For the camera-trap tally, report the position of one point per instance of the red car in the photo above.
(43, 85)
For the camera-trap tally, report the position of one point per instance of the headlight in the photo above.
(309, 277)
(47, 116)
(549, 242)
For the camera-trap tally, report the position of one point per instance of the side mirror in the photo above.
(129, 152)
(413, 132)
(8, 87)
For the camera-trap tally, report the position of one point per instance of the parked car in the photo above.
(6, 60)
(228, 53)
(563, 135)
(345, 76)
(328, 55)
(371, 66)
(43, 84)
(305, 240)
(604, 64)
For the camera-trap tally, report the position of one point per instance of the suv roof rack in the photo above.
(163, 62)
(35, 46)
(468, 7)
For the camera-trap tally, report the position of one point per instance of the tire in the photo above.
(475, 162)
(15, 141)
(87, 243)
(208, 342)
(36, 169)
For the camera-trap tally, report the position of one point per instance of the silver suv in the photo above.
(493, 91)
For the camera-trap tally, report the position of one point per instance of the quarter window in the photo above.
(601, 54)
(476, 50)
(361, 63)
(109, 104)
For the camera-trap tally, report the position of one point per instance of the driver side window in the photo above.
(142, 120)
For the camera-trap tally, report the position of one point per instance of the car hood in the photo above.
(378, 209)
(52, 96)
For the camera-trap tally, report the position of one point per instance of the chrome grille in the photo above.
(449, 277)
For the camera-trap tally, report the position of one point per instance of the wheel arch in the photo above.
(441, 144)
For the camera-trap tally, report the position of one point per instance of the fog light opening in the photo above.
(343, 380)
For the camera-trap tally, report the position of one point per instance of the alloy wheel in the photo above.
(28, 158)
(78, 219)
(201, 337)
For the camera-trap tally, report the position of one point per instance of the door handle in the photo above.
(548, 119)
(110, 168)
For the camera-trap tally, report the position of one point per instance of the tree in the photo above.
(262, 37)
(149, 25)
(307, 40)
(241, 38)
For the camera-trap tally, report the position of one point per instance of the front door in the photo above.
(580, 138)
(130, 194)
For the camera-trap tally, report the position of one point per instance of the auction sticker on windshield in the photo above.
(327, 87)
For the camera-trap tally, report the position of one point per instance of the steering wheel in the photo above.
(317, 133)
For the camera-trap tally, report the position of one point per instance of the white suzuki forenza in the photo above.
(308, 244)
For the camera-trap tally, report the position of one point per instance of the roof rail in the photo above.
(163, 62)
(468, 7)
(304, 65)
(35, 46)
......
## [Written problem]
From the line containing "grille in the photo above." down to the last line, reproduce the records exactly. Include both ends.

## [Full output]
For the camera-trap tally, report the position of one point per instance of the chrome grille in the photo above.
(449, 277)
For the camera-trap tally, report the position of one point per instance of the wheel arch in the photo above.
(441, 144)
For the camera-trap tally, report the position of one point per instance of the fog light opening in the photo above.
(343, 380)
For the camera-trap tally, report the position of one point per instance of the alloy wheel in the photo above.
(28, 158)
(78, 219)
(201, 337)
For the camera-trap tally, report the position of one point per instance of the door handle in the photo above.
(548, 119)
(110, 168)
For the camera-trap tally, report the position of one point per instance of the tree in the photo above.
(262, 37)
(149, 25)
(307, 40)
(241, 38)
For the camera-trap tally, report the position of one point per instance of the front door in the photo above.
(580, 138)
(130, 194)
For the camera-trap tally, report the position of one point per instance of the auction sticker on windshield in the photo above.
(327, 87)
For the camera-trap tally, report the position of one point per instance of the steering wheel in the photo above.
(317, 133)
For the camera-trap tally, report the position of one point per instance of the white suzuki forenza in the photo above.
(308, 244)
For the camera-trap tally, report the position of one point per instance of the roof rail in the photo above.
(163, 62)
(468, 7)
(304, 65)
(35, 46)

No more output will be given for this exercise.